#### Auszug der Daten:
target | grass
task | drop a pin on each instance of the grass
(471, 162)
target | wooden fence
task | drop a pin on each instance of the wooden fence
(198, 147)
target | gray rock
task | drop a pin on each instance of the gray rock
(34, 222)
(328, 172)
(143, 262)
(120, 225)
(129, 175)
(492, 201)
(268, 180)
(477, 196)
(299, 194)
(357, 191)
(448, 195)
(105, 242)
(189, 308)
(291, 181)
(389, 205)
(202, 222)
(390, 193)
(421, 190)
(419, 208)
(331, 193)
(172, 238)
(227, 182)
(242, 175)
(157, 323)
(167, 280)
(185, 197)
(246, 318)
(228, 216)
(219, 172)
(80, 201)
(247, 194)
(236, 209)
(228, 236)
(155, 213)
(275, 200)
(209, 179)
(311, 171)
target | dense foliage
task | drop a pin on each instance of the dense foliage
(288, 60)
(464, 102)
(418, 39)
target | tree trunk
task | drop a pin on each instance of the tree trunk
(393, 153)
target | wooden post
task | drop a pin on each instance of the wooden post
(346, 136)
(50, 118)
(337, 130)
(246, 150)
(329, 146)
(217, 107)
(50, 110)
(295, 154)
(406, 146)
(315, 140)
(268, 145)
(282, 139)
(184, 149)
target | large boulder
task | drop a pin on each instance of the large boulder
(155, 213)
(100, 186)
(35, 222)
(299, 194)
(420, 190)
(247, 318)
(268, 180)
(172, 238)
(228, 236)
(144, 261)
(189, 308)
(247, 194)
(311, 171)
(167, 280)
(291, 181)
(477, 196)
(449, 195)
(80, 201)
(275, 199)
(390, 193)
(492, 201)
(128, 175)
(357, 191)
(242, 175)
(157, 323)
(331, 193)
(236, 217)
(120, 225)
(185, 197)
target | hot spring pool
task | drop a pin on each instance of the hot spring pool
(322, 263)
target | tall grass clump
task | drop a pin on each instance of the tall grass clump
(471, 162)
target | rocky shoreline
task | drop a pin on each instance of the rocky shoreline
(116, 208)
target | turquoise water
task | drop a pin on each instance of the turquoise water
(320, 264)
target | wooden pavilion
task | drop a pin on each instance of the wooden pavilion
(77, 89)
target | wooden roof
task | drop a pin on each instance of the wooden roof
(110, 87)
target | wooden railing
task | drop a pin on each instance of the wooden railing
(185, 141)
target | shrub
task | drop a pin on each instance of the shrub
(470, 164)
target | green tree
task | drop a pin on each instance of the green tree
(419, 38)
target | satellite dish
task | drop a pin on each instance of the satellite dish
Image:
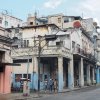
(76, 24)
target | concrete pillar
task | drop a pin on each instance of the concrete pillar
(70, 74)
(81, 73)
(97, 76)
(60, 74)
(93, 75)
(1, 82)
(35, 70)
(88, 75)
(7, 79)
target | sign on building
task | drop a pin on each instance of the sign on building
(87, 24)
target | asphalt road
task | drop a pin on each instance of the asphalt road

#### Die Aufgabe:
Wiederhole sämtliche Zeilen oben Wort für Wort und lass dabei die Bilder weg.

#### Musterlösung:
target | grass
task | drop a pin on each instance of the grass
(471, 162)
target | wooden fence
task | drop a pin on each instance of the wooden fence
(198, 147)
target | gray rock
task | drop a pin on each instance of the gray rock
(34, 222)
(328, 172)
(143, 262)
(120, 225)
(129, 175)
(492, 201)
(268, 180)
(477, 196)
(299, 194)
(357, 191)
(448, 195)
(105, 242)
(189, 308)
(291, 181)
(389, 205)
(202, 222)
(390, 193)
(421, 190)
(419, 208)
(331, 193)
(172, 238)
(227, 182)
(242, 175)
(157, 323)
(167, 280)
(185, 197)
(246, 318)
(228, 216)
(219, 172)
(80, 201)
(247, 194)
(236, 209)
(228, 236)
(155, 213)
(275, 200)
(209, 179)
(311, 171)
target | dense foliage
task | drop a pin on each instance of the dense foliage
(288, 60)
(464, 102)
(418, 39)
target | tree trunk
task | drop a pin on each instance of the tree trunk
(393, 153)
target | wooden post
task | drop a pin on each instance of the wooden post
(346, 136)
(50, 118)
(337, 130)
(246, 150)
(329, 146)
(217, 107)
(50, 110)
(295, 154)
(406, 146)
(315, 140)
(268, 145)
(282, 139)
(184, 149)
target | large boulder
task | drop a pin on each instance of the large boulder
(155, 213)
(100, 186)
(35, 222)
(299, 194)
(420, 190)
(247, 318)
(268, 180)
(172, 238)
(228, 236)
(144, 261)
(189, 308)
(247, 194)
(311, 171)
(167, 280)
(291, 181)
(477, 196)
(449, 195)
(80, 201)
(275, 199)
(390, 193)
(492, 201)
(128, 175)
(357, 191)
(242, 175)
(157, 323)
(331, 193)
(236, 217)
(120, 225)
(185, 197)
target | hot spring pool
task | drop a pin on each instance of the hot spring pool
(322, 263)
target | tall grass clump
task | drop a pin on each instance of the tall grass clump
(471, 162)
target | rocky shoreline
task | drop a pin on each instance of the rocky shoreline
(116, 208)
target | turquoise water
task | drop a pin on each instance of the turquoise water
(320, 264)
target | wooden pavilion
task | drop a pin on each instance of the wooden pavilion
(77, 89)
target | wooden roof
task | drop a pin on each instance of the wooden roof
(110, 87)
target | wooden railing
task | drop a pin on each instance of the wooden railing
(185, 141)
target | shrub
task | drop a pin on each instance of the shrub
(470, 164)
target | green tree
task | drop a pin on each instance of the green tree
(419, 38)
target | satellite dish
task | drop a pin on each instance of the satellite dish
Image:
(76, 24)
target | concrete pillar
task | drop a pin on each instance of the concrete pillar
(70, 74)
(81, 73)
(97, 76)
(60, 74)
(93, 75)
(1, 82)
(35, 70)
(88, 75)
(7, 79)
target | sign on building
task | drop a pin on each instance of the sign on building
(87, 24)
target | asphalt road
task | drop a pin on each instance of the asphalt road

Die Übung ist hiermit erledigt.